Directions: Convert every line of the items below into a Markdown table with two columns, Row and Line. Number each row and leave out blank lines.

Extracted data entries:
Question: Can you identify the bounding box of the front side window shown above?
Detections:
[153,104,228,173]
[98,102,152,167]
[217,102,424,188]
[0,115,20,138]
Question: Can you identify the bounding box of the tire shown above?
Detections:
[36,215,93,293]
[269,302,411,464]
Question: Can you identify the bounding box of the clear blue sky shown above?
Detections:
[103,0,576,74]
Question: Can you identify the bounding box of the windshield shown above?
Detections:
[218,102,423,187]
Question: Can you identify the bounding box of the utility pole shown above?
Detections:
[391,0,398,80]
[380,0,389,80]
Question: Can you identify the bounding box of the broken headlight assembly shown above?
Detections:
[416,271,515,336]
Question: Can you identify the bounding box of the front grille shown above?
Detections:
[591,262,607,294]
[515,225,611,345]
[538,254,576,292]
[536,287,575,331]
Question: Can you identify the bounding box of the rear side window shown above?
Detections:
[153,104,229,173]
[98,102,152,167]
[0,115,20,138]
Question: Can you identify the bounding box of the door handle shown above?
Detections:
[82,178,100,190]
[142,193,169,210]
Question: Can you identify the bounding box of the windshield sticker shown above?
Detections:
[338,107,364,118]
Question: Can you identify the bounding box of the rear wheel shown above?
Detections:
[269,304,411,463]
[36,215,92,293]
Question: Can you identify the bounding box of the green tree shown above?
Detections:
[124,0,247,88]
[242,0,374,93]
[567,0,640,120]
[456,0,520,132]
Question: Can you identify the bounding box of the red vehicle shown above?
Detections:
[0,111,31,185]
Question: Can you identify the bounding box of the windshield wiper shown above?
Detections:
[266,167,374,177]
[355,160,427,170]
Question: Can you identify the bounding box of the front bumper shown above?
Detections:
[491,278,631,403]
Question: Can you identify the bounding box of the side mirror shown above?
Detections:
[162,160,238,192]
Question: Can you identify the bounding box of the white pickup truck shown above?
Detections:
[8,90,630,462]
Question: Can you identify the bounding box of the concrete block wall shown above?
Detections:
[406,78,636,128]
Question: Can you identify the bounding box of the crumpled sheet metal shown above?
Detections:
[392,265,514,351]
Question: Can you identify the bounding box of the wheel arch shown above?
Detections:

Answer to the exercise:
| Row | Line |
|---|---|
| 1 | Question: Can you identify the bounding box of the front side window shown above? |
| 2 | Detections: |
| 3 | [153,104,228,173] |
| 4 | [98,102,152,167] |
| 5 | [217,102,424,188] |
| 6 | [0,115,20,138] |
| 7 | Question: Can you identify the bounding box of the tire shown above? |
| 8 | Detections: |
| 9 | [36,215,93,293] |
| 10 | [269,302,411,464] |
| 11 | Question: Can you identify the bounding box of the clear blue sky shown above? |
| 12 | Detections: |
| 13 | [103,0,576,74] |
| 14 | Question: Can you identify the bounding box of the windshield shown above? |
| 15 | Detections: |
| 16 | [218,102,423,187] |
| 17 | Question: Can you identify the bounding box of the utility pole shown above? |
| 18 | Detections: |
| 19 | [391,0,398,80] |
| 20 | [380,0,389,80] |
| 21 | Question: Can you identify the bounding box of the broken headlight assembly shown above? |
| 22 | Detections: |
| 23 | [416,271,515,336] |
| 24 | Question: Can you identify the bounding box of the front grille shown above? |
| 25 | Detections: |
| 26 | [591,262,607,294] |
| 27 | [515,225,611,345] |
| 28 | [538,254,576,292] |
| 29 | [536,287,575,331] |
| 30 | Question: Can you identify the bounding box of the rear side window shown above? |
| 31 | Detections: |
| 32 | [153,104,229,173] |
| 33 | [98,102,152,167] |
| 34 | [0,115,20,138] |
| 35 | Question: Can you identify the bounding box of the door handle shown above? |
| 36 | Detections: |
| 37 | [82,178,100,190] |
| 38 | [142,193,169,210] |
| 39 | Question: Can you identify the bounding box of the windshield sticker shown above? |
| 40 | Detections: |
| 41 | [338,107,364,118] |
| 42 | Question: Can you identify the bounding box of the rear wheel shown above? |
| 43 | Detections: |
| 44 | [269,304,411,463] |
| 45 | [36,215,92,293] |
| 46 | Question: Can you identify the bounding box of the green tree shown above? |
| 47 | Detections: |
| 48 | [124,0,247,88] |
| 49 | [242,0,374,93] |
| 50 | [567,0,640,120] |
| 51 | [456,0,520,132] |
| 52 | Question: Can you identify the bounding box of the red vehicle shown above? |
| 53 | Detections: |
| 54 | [0,111,31,185] |
| 55 | Question: Can you identify the bounding box of the windshield wiper shown above? |
| 56 | Detections: |
| 57 | [266,167,374,177] |
| 58 | [355,160,427,170] |
| 59 | Question: Can you identify the bounding box of the front bumper shown above? |
| 60 | Detections: |
| 61 | [491,278,631,403] |
| 62 | Question: Can you identify the bounding box of the side mirror shown above? |
| 63 | Detections: |
| 64 | [162,160,238,192] |
| 65 | Question: Can you identify the bounding box of the white pickup truck shown above? |
| 66 | Detections: |
| 67 | [8,90,630,462] |
| 68 | Question: Can you identify the bounding box of the concrete block wall shown above? |
| 69 | Detections: |
| 70 | [406,78,636,128] |
| 71 | Question: Can you identify the bounding box of the crumpled sheet metal shown above? |
| 72 | Detections: |
| 73 | [392,265,514,351] |
| 74 | Question: Can you identify the bounding box of the wheel arch shown above? |
| 75 | Detections: |